Document section:

>> START

Politics
Lies, betrayal, scandal and civil war – but can the Conservatives benefit now it’s not them going through it
It has everything the media could want and the country could do without.
A paedophile sex trafficker, a big beast politician who has held high office and been sacked three times, possibly the Russians, countless victims of the first with horrific stories of abuse, a Prime Minister, Advisers, spooks and two former Princes: one once of the House of Windsor the other of ‘Darkness’
Political hacks, and I’ve been one, will occasionally play, for their own amusement, a game of who can come up with a scandal that has it all. This one, had anyone dared suggest it, fits the bill.
Many outside the media bubble are describing it as the biggest ever scandal in British politics, edging Profumo and Kelly out to allow the name Mandelson to overtake it. His former Lordship clearly felt his last two falls from grace were not sufficiently spectacular enough and he’s decided third time unlucky.
Only luck has nothing to do with it.
Despite his lucrative dismissal from the highest diplomatic position Britain has to offer, the choice to appoint in the first place was made in Downing Street, against warnings – and even David Lammy, the then Foreign Secretary who actually did the appointing, has let it be known he warned about it – as the PM’s rivals, sorry, colleagues, dive for cover.
Last Wednesday Kemi Badenoch fired the potential kill shot.
She simultaneously proved that whilst strong performances at PMQs are not enough to make someone Prime Minister, on occasion they matter enormously, and that when you disprove naysayers who complain you weren’t good enough at it, being consistently better and better is seemingly never enough.
The impact of forcing this Prime Minister to damn himself at the dispatch box in one word was nothing short of seismic.
Part of Badenoch’s personal revival has been built on an impressive collection of scalps. Hitherto it’s contained a gaggle of Ministers, a deputy leader and deputy Prime Minister, the infamous Mandelson himself, and now she’s going for the big two. The Prime Minister’s chief of staff and the PM himself.
Downing Street this weekend is seething with anger and resentment. Starmer has been swinging between enough foul-mouthed fury to fuel a power plant, and a sense of bitter betrayal that is souring dealings with a cabinet that have concluded Labour would be better off following the Tories past example and swapping horses mid race.
That there is ‘no way back’ for Sir Keir is now old news. He may still cling on, his own fall is not a done deal, but he can’t ‘turn it around’ now. When he answered Badenoch’s question whether security vetting had mentioned Mandelson’s ongoing relationship with paedophile Jeffrey Epstein, post-conviction with a hesitant ‘Yes’ he confirmed what everyone felt they knew. And so did he, but appointed him anyway.
As someone who has gone through that vetting process, it is hard to see how Mandelson ‘lied and lied again’ with much success. Starmer habitually looks for others to blame, and has called for an immediate tightening of vetting procedures. Well without going into detail, they seemed pretty ‘tight’ to me!

>> END

Objective 1:
Copy out the entries from the line holding "[segment] coiled phone cord" through the end of the entries, inclusive.

Contour annotation entries

>> START

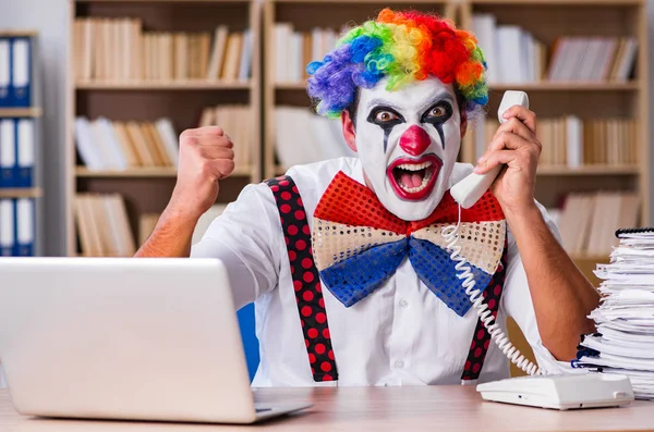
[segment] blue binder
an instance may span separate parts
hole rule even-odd
[[[19,198],[14,200],[15,215],[15,251],[17,257],[34,256],[34,199]]]
[[[14,187],[16,131],[13,119],[0,119],[0,187]]]
[[[14,255],[15,211],[13,199],[0,199],[0,256]]]
[[[0,36],[0,107],[11,106],[11,39]]]
[[[250,381],[252,381],[259,363],[258,340],[256,338],[254,322],[254,304],[251,303],[239,309],[237,317],[241,329],[241,340],[243,342],[243,349],[245,350]]]
[[[34,185],[34,120],[16,119],[14,123],[16,149],[14,185],[15,187],[32,187]]]
[[[11,89],[13,107],[32,106],[32,40],[14,37],[11,44]]]

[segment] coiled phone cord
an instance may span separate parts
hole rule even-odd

>> END

Objective 2:
Answer these about the article on the Mandelson scandal:
(a) Who was the Foreign Secretary who actually did the appointing?
(b) What one word did the Prime Minister give in answer to Badenoch's question about security vetting?
(c) Which two names does the scandal edge out as the biggest ever in British politics?

Expected answer 1:
[segment] coiled phone cord
an instance may span separate parts
hole rule even-odd

Expected answer 2:
(a) David Lammy
(b) "Yes"
(c) Profumo and Kelly